How to complete this task: Would you return the listing that follows exactly, leaving its pictures behind?

Data for the task:
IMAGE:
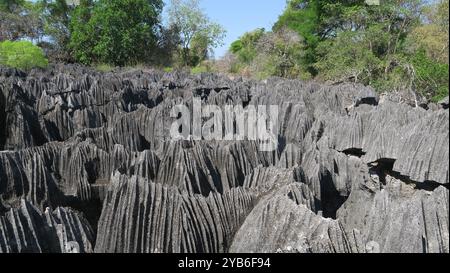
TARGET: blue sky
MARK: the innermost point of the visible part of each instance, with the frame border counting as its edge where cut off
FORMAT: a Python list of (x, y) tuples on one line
[(240, 16)]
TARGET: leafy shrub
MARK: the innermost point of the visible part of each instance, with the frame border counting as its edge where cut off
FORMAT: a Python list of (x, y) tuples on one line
[(22, 54)]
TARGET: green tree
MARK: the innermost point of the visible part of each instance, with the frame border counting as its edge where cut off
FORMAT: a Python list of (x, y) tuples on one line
[(21, 54), (19, 19), (56, 16), (117, 32), (194, 27)]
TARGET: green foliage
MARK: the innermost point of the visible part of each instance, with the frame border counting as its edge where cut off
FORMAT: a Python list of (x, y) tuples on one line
[(22, 54), (116, 32), (265, 54), (245, 47), (199, 69), (19, 19), (197, 33)]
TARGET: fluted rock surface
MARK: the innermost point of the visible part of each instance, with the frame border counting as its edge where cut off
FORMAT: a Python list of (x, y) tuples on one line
[(27, 230), (352, 172)]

Answer section:
IMAGE:
TARGET: blue sky
MARK: the innermost point of the visible part of each instance, with the frame border counting as its edge where cut off
FORMAT: a Python list of (x, y) tuples on one line
[(240, 16)]
TARGET: leafy shrub
MARK: the innermost point of the visible part of each instance, with the frame border counting as its edge where cut off
FORMAT: a Python list of (x, y) tuples on one line
[(22, 54)]
TARGET: green tree
MARK: the innermost point of the visible part of each instance, with the frame border counting as its edge where cut off
FORMAT: a Python list of (x, y) tuples on one line
[(21, 54), (19, 19), (56, 16), (117, 32), (194, 27)]
TARGET: green foliage
MARK: the innermost point of the visible part of each instance, with the frame border counting as its edge where cut off
FORMAT: a Python list of (x, y) tuples on one line
[(22, 54), (116, 32), (265, 54), (245, 47), (199, 69), (19, 19), (197, 33)]
TARGET: fluted rock surface
MARK: the innermost point of the visible part of each instance, with the frame border counting as its edge where cut off
FORMAT: a Python list of (x, y) tuples on one line
[(27, 230), (352, 172)]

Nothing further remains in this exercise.